**Your instructions**
Find where "Objective — one dot on each instance of the glass window" appears in the entries below. That line and all lines after it, through the last, are to be duplicated exactly, with nothing else.

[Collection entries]
+---+

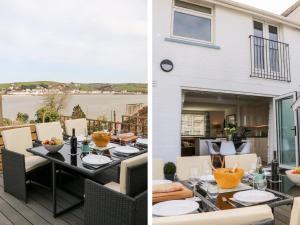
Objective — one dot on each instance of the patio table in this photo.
(74, 163)
(285, 191)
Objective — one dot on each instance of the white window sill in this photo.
(194, 43)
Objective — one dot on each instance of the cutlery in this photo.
(224, 199)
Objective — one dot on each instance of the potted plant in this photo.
(229, 132)
(169, 171)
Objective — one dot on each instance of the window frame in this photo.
(197, 14)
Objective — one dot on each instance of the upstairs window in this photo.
(192, 21)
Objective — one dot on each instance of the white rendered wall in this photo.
(226, 69)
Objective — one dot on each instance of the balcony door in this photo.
(286, 130)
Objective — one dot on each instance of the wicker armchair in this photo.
(104, 205)
(20, 166)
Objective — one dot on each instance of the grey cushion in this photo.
(264, 222)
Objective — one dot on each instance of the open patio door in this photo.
(286, 130)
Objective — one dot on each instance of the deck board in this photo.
(38, 210)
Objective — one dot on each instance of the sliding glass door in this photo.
(286, 130)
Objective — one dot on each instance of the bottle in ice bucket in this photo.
(275, 167)
(73, 142)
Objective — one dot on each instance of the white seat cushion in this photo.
(46, 131)
(134, 161)
(80, 126)
(157, 169)
(113, 185)
(184, 165)
(241, 216)
(32, 162)
(18, 140)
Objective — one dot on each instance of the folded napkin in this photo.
(165, 188)
(168, 192)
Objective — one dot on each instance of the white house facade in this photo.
(227, 52)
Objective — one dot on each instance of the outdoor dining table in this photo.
(284, 191)
(64, 159)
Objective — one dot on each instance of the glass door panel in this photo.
(286, 121)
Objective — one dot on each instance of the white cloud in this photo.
(89, 33)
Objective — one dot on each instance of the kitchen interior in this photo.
(206, 114)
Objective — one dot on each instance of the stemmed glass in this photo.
(194, 178)
(212, 191)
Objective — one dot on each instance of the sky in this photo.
(90, 41)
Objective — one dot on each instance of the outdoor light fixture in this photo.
(166, 65)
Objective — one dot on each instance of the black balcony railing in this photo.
(269, 59)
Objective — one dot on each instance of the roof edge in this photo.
(291, 9)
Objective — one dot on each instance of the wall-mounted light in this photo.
(166, 65)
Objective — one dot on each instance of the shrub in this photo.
(46, 114)
(169, 168)
(77, 112)
(22, 117)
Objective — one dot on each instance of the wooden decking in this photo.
(38, 209)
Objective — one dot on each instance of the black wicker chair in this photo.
(19, 166)
(104, 206)
(15, 177)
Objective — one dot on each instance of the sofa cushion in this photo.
(80, 126)
(18, 140)
(33, 162)
(131, 162)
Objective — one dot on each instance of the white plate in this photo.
(126, 150)
(159, 182)
(108, 146)
(253, 196)
(96, 159)
(208, 178)
(175, 208)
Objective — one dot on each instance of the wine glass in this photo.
(212, 190)
(194, 178)
(206, 171)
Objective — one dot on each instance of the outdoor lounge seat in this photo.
(80, 126)
(158, 169)
(46, 131)
(184, 165)
(244, 161)
(18, 164)
(116, 204)
(241, 216)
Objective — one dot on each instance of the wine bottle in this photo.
(73, 142)
(275, 168)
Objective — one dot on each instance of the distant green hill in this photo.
(129, 87)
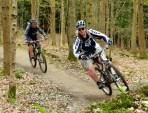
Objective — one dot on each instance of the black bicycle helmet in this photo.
(80, 24)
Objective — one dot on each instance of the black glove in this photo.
(83, 57)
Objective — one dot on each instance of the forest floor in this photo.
(65, 88)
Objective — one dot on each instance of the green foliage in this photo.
(40, 108)
(118, 105)
(144, 90)
(123, 13)
(19, 73)
(12, 94)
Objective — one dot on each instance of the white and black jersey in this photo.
(88, 45)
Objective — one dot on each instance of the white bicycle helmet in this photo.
(80, 24)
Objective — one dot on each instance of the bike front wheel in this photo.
(42, 63)
(107, 88)
(119, 79)
(33, 60)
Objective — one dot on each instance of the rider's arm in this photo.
(27, 37)
(76, 48)
(41, 31)
(99, 35)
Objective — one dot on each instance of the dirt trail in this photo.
(82, 91)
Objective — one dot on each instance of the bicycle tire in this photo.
(33, 60)
(107, 89)
(42, 60)
(119, 79)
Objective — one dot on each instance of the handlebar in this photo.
(99, 53)
(35, 41)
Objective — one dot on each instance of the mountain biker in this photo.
(85, 45)
(31, 34)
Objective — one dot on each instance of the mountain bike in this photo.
(38, 55)
(109, 73)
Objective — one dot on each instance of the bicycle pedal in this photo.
(117, 79)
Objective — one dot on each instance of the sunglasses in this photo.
(81, 29)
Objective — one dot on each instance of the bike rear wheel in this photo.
(33, 60)
(42, 62)
(119, 79)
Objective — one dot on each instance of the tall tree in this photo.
(0, 21)
(63, 38)
(9, 8)
(52, 22)
(141, 38)
(134, 27)
(6, 35)
(34, 9)
(138, 28)
(71, 27)
(12, 84)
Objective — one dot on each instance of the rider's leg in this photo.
(31, 50)
(38, 45)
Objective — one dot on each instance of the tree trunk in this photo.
(63, 38)
(12, 84)
(52, 23)
(6, 35)
(134, 27)
(0, 21)
(34, 9)
(9, 8)
(141, 38)
(71, 28)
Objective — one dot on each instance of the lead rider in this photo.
(85, 45)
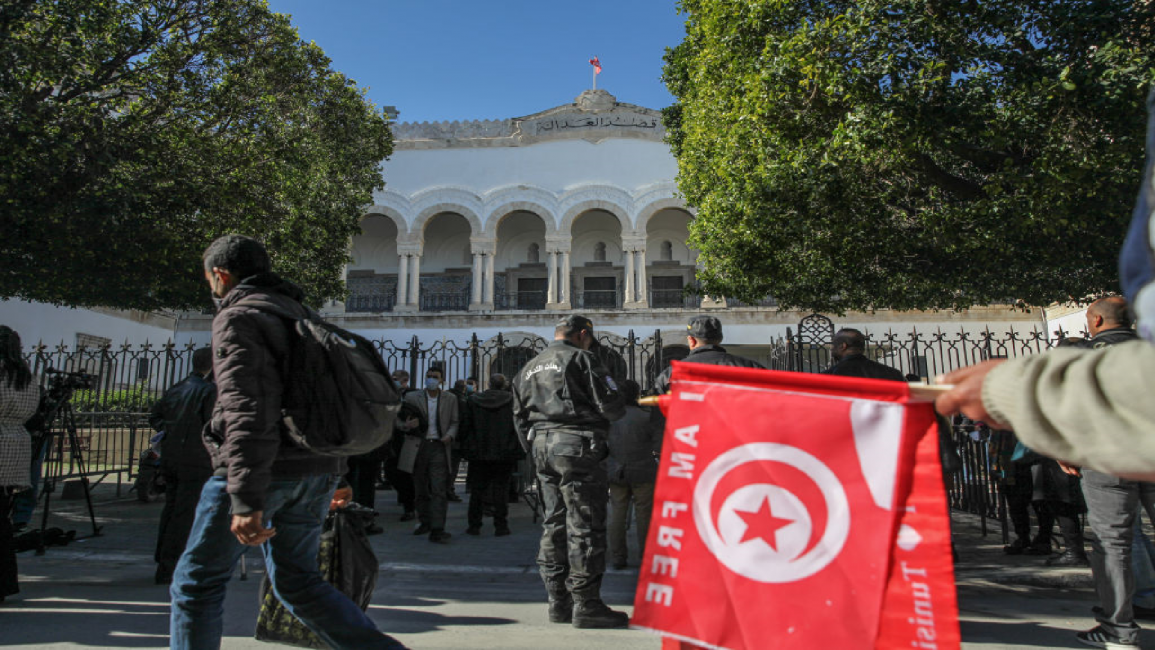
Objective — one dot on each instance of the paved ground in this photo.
(475, 592)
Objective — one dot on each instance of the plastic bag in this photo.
(347, 561)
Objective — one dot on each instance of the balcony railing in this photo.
(671, 298)
(371, 301)
(445, 300)
(601, 299)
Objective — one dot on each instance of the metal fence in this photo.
(129, 378)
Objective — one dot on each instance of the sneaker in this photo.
(596, 614)
(1144, 613)
(561, 611)
(1068, 559)
(1098, 637)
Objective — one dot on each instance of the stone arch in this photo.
(655, 207)
(392, 214)
(418, 229)
(504, 210)
(572, 214)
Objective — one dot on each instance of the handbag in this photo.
(347, 561)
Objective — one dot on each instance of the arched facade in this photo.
(523, 214)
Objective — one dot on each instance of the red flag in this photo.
(774, 514)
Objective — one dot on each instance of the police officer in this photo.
(703, 336)
(564, 401)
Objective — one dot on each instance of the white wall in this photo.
(51, 325)
(552, 165)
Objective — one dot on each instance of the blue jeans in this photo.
(296, 508)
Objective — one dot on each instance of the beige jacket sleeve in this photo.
(1090, 408)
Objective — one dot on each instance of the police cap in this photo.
(707, 328)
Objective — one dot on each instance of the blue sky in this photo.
(462, 59)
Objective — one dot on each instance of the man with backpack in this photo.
(265, 491)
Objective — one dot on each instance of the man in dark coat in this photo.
(490, 443)
(703, 336)
(185, 464)
(849, 351)
(1112, 501)
(263, 491)
(564, 401)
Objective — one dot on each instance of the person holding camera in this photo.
(19, 400)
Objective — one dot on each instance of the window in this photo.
(600, 292)
(665, 291)
(531, 292)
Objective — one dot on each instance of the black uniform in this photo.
(185, 464)
(709, 353)
(566, 400)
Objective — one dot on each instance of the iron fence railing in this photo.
(111, 420)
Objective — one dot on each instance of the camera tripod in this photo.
(60, 425)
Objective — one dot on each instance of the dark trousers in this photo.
(431, 480)
(489, 484)
(1018, 490)
(363, 472)
(181, 493)
(1111, 506)
(8, 584)
(575, 494)
(403, 484)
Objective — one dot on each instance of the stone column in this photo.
(558, 248)
(476, 298)
(631, 279)
(415, 283)
(709, 301)
(401, 304)
(564, 299)
(635, 273)
(551, 292)
(489, 279)
(642, 281)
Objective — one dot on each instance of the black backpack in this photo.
(338, 396)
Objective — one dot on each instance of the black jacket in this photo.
(489, 433)
(181, 413)
(710, 355)
(565, 388)
(1111, 337)
(858, 365)
(244, 438)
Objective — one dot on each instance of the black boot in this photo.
(596, 614)
(1070, 558)
(561, 610)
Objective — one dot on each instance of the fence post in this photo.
(632, 348)
(414, 349)
(790, 351)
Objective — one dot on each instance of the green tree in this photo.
(134, 132)
(919, 154)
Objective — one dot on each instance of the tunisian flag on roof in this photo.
(797, 510)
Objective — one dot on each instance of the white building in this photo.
(504, 225)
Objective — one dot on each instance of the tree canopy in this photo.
(921, 154)
(134, 132)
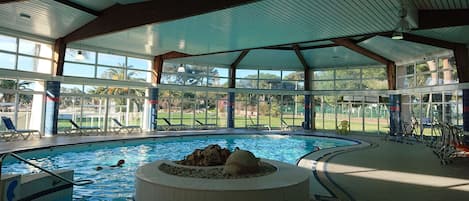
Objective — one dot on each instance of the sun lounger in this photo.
(171, 126)
(205, 126)
(285, 126)
(258, 126)
(82, 130)
(343, 128)
(13, 132)
(121, 127)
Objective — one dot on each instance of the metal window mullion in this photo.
(17, 52)
(96, 65)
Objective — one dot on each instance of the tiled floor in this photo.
(386, 171)
(397, 171)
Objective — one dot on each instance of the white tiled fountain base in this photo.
(288, 183)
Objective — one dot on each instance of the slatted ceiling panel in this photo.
(335, 57)
(441, 4)
(263, 23)
(271, 59)
(48, 18)
(218, 60)
(100, 5)
(318, 43)
(458, 34)
(399, 50)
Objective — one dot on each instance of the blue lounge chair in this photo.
(205, 126)
(82, 130)
(258, 126)
(13, 132)
(286, 127)
(121, 127)
(171, 126)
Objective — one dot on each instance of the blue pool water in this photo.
(118, 183)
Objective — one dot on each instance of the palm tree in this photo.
(118, 74)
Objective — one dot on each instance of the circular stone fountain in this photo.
(275, 181)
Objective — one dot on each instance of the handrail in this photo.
(75, 183)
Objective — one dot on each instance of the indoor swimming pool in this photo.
(118, 183)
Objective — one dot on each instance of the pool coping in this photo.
(315, 155)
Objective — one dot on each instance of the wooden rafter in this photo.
(352, 46)
(9, 1)
(158, 62)
(301, 48)
(390, 65)
(233, 68)
(59, 57)
(460, 52)
(121, 17)
(430, 19)
(79, 7)
(306, 68)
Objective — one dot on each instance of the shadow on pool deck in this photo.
(388, 171)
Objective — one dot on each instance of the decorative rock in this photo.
(210, 156)
(241, 162)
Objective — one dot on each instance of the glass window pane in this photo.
(246, 83)
(8, 61)
(347, 84)
(323, 85)
(27, 85)
(347, 74)
(88, 56)
(71, 88)
(374, 73)
(293, 75)
(78, 70)
(7, 84)
(217, 82)
(219, 72)
(136, 75)
(170, 68)
(7, 43)
(35, 48)
(110, 73)
(289, 85)
(323, 75)
(137, 63)
(269, 74)
(34, 64)
(111, 59)
(243, 73)
(375, 84)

+---+

**Expected answer**
Objective — one dot on each instance of the glass window pane in this photo.
(246, 83)
(8, 61)
(347, 84)
(323, 85)
(27, 85)
(347, 74)
(88, 56)
(71, 88)
(374, 73)
(293, 75)
(78, 70)
(7, 84)
(217, 82)
(219, 72)
(136, 75)
(170, 68)
(7, 43)
(35, 48)
(110, 73)
(289, 85)
(323, 75)
(137, 63)
(269, 74)
(34, 64)
(111, 59)
(243, 73)
(375, 84)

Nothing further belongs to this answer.